(DIRECTION):
According to the sailing text below, how long does the Honda's integral 1-litre gas tank last at full throttle?

start TEXT SECTION

Year 4: South Atlantic Islands...possibly divert to Argentina/Falklands, more likely go Tristan/Ascension, etc. to easternmost Brazil and then into Caribbean for the leisurely look we missed the first time. Haul out in Trinidad.

Year 5: Head north in spring and do a trans-Atlantic circ after "crossing the outbound path" off New York or Halifax. Go to Ireland, Wales (relatives) and then the Bay of Biscay down to Lisbon to show Alex how proper sailing is done (the odd thing is Fred would be about 19 at this point...). Then to Gibraltar, Spain, Madeira, Azores and across the Atlantic to Bahamas and then back north to New York and up the canals to Lake Ontario and home. Inform one set of tenants that it's time to go, and keep the other set for "cash flow".

Year 6: Haul boat, repair, repaint and remove all personal gear and broken hardware. Sail out the St. Lawrence and trans-Atlantic to Europe (France, Holland, northern Germany), where they appreciate steel boats that have done this sort of thing. Sell the boat, return to pay off the mortgage (I may do this ahead of time just to be done with it, but that means relying more on tenants to supply working money), and either retrieve my classic plastic 33 footer currently on loan, or sell it and start shopping for a Lake Ontario cruiser.

Of course, if I can make money while sailing, I might never return. But I'd probably go funny in the head. Some would comment that this entire enterprise is solid evidence that said head is already in sad shape.


Using the lake as a testing tank

Low-res Wikipic because I can't be bothered to run through my own photos.
I did some "tender testing" today by putting my 10-foot Portabote into the water and putting on the 2 HP 4-stroke Honda (the 12-kilo wonder). I went out into a 15 knot easterly producing both the typical Lake Ontario sloppy lumps and the less common 1 metre rollers due to the longer fetch down lake and the weird waves that curl around the eastern end of the Toronto Islands.

For those in the Toronto area, I went from the Western Gap to the little bay just west of the Humber Bridge, about 4 NM, and back.

I learned that the Portabote "takes the waves" unlike other boats and is pretty stable and surprisingly dry, but that I think it wants a bit more of a load to be more comfortable in a "sea". This is fine because it's the "cargo" tender: my F/G nesting sailing dinghy for rowing one or two people and little gear, while this is a sort of station wagon.

I also learned that the Honda will get me to six knots if I lean forward enough and the waves are assisting. I learned that it will struggle to make four knots into a stiff wind, but it seems torquey enough to plow through the greater than 1 metre waves I was encountering at the mouth of the Humber, as lake rollers met river current to create some fairly impressive wave action from a little 70 pound folding boat with a putt-putt motor.

I also learned that the integral 1-litre gas tank of the Honda will last about 45 minutes (with a 10 minute cushion I wouldn't like to test again) at full throttle. I bought a 10 litre jug of gas, and I refilled twice. The first time, I had just gone in behind the breakwall at the Humber River Bridge, because it was frankly getting a little hairy for me due to the "lake versus river" wave patterns.

end TEXT SECTION
start INFORMATION SUPPLIED

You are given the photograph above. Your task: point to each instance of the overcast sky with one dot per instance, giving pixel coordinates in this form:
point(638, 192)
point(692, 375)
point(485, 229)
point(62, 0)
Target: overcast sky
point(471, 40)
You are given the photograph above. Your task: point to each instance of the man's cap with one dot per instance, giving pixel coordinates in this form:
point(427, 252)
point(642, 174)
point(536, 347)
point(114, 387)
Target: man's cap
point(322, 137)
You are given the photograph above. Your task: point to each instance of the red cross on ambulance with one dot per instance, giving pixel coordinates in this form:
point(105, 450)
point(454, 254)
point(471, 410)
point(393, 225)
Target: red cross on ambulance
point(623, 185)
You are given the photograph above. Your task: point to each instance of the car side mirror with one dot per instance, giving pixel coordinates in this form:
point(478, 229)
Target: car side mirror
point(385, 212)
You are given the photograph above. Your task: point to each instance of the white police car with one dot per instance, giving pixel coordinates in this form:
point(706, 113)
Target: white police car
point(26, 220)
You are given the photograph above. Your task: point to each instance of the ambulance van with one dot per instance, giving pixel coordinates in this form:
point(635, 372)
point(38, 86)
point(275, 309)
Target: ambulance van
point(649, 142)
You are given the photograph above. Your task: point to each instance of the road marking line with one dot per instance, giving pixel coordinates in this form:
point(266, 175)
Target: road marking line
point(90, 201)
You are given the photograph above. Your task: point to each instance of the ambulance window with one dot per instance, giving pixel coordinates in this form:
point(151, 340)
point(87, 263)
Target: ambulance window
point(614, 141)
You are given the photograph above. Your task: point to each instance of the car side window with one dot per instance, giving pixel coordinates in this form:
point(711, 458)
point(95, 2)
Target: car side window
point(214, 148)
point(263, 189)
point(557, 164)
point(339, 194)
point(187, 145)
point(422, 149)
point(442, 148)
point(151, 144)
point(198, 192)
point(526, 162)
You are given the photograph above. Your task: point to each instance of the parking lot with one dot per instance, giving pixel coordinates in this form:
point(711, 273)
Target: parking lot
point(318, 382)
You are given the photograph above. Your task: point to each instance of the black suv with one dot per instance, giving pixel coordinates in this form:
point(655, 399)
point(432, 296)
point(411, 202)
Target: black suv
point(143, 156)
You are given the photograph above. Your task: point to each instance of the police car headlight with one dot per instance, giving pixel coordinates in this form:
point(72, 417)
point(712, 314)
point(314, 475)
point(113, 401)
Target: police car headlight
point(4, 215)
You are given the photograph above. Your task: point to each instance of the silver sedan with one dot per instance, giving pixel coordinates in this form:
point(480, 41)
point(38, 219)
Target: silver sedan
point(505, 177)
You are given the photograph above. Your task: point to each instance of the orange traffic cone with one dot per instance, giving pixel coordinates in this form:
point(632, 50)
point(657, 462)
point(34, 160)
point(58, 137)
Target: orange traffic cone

end INFORMATION SUPPLIED

(SOLVED PROBLEM):
About 45 minutes.